**REQUIRED ACTION**: Please retype the records below exactly, omitting any images.

** Opening EXTRACTED ENTRIES block **

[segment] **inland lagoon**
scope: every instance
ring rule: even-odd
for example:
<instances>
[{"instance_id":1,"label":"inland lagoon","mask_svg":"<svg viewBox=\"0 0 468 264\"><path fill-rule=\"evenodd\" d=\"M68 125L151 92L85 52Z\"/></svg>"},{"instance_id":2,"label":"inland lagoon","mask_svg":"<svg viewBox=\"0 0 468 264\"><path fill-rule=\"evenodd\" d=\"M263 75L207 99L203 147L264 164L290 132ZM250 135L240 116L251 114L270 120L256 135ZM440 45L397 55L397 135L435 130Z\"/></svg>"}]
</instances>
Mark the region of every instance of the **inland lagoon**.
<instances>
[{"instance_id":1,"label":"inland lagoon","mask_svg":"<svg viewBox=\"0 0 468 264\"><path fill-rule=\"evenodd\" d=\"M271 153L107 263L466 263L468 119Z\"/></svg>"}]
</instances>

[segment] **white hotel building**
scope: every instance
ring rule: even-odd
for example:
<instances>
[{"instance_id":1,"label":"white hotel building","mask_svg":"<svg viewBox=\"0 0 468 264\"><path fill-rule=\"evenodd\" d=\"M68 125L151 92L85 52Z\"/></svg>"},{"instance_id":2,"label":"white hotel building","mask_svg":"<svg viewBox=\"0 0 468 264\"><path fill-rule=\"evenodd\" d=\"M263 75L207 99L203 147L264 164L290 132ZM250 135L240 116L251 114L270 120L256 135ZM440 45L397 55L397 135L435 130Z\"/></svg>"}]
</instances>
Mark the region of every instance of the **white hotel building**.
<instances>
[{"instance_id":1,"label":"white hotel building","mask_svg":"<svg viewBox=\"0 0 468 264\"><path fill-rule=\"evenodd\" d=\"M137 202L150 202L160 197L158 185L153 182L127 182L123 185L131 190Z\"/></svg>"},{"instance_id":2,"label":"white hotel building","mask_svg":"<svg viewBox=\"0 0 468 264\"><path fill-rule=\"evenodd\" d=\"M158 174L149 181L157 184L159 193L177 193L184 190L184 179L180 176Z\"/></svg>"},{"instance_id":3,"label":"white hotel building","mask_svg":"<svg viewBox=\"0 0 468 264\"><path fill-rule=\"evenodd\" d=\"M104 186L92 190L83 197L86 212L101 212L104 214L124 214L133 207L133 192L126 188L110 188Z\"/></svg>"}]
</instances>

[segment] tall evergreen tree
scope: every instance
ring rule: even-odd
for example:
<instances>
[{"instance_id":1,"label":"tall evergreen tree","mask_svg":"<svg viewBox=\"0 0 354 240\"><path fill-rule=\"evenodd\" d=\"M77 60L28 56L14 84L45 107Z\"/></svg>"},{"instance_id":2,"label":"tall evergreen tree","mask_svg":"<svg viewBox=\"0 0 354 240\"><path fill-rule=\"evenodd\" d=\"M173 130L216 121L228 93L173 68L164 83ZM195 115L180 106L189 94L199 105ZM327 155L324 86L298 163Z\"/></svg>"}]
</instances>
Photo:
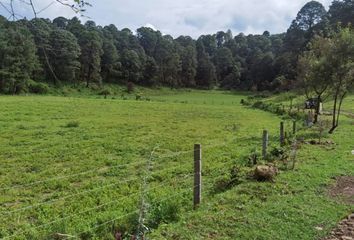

** Closing EXTRACTED ENTRIES block **

**SOLUTION TO THIS PROBLEM**:
[segment] **inland lagoon**
scope: every instance
ring rule: even-odd
for example:
<instances>
[{"instance_id":1,"label":"inland lagoon","mask_svg":"<svg viewBox=\"0 0 468 264\"><path fill-rule=\"evenodd\" d=\"M68 125L151 92L85 52Z\"/></svg>"},{"instance_id":2,"label":"inland lagoon","mask_svg":"<svg viewBox=\"0 0 468 264\"><path fill-rule=\"evenodd\" d=\"M263 75L207 99L203 147L264 164L290 132ZM250 135L240 116L251 114L270 120L256 135ZM440 45L397 55L397 135L435 130Z\"/></svg>"}]
</instances>
Mark the region of every instance of the **inland lagoon**.
<instances>
[{"instance_id":1,"label":"inland lagoon","mask_svg":"<svg viewBox=\"0 0 468 264\"><path fill-rule=\"evenodd\" d=\"M271 153L107 263L466 263L468 119Z\"/></svg>"}]
</instances>

[segment] **white hotel building**
scope: every instance
ring rule: even-odd
for example:
<instances>
[{"instance_id":1,"label":"white hotel building","mask_svg":"<svg viewBox=\"0 0 468 264\"><path fill-rule=\"evenodd\" d=\"M68 125L151 92L85 52Z\"/></svg>"},{"instance_id":2,"label":"white hotel building","mask_svg":"<svg viewBox=\"0 0 468 264\"><path fill-rule=\"evenodd\" d=\"M263 75L207 99L203 147L264 164L290 132ZM250 135L240 116L251 114L270 120L256 135ZM440 45L397 55L397 135L435 130Z\"/></svg>"}]
</instances>
Mark the region of every instance of the **white hotel building**.
<instances>
[{"instance_id":1,"label":"white hotel building","mask_svg":"<svg viewBox=\"0 0 468 264\"><path fill-rule=\"evenodd\" d=\"M137 202L150 202L160 197L158 185L153 182L127 182L123 185L131 190Z\"/></svg>"},{"instance_id":2,"label":"white hotel building","mask_svg":"<svg viewBox=\"0 0 468 264\"><path fill-rule=\"evenodd\" d=\"M158 174L149 181L157 184L159 193L177 193L184 190L184 179L180 176Z\"/></svg>"},{"instance_id":3,"label":"white hotel building","mask_svg":"<svg viewBox=\"0 0 468 264\"><path fill-rule=\"evenodd\" d=\"M104 186L92 190L83 197L86 212L101 212L104 214L124 214L133 207L133 192L126 188L110 188Z\"/></svg>"}]
</instances>

[segment] tall evergreen tree
scope: every instance
ring rule: even-odd
for example:
<instances>
[{"instance_id":1,"label":"tall evergreen tree","mask_svg":"<svg viewBox=\"0 0 354 240\"><path fill-rule=\"evenodd\" d=\"M77 60L28 56L14 84L45 107Z\"/></svg>"},{"instance_id":2,"label":"tall evergreen tree","mask_svg":"<svg viewBox=\"0 0 354 240\"><path fill-rule=\"evenodd\" d=\"M173 130L216 121L228 93L173 68L164 83ZM195 115L180 106L189 94L199 105ZM327 155L324 86L298 163Z\"/></svg>"}]
</instances>
Photo:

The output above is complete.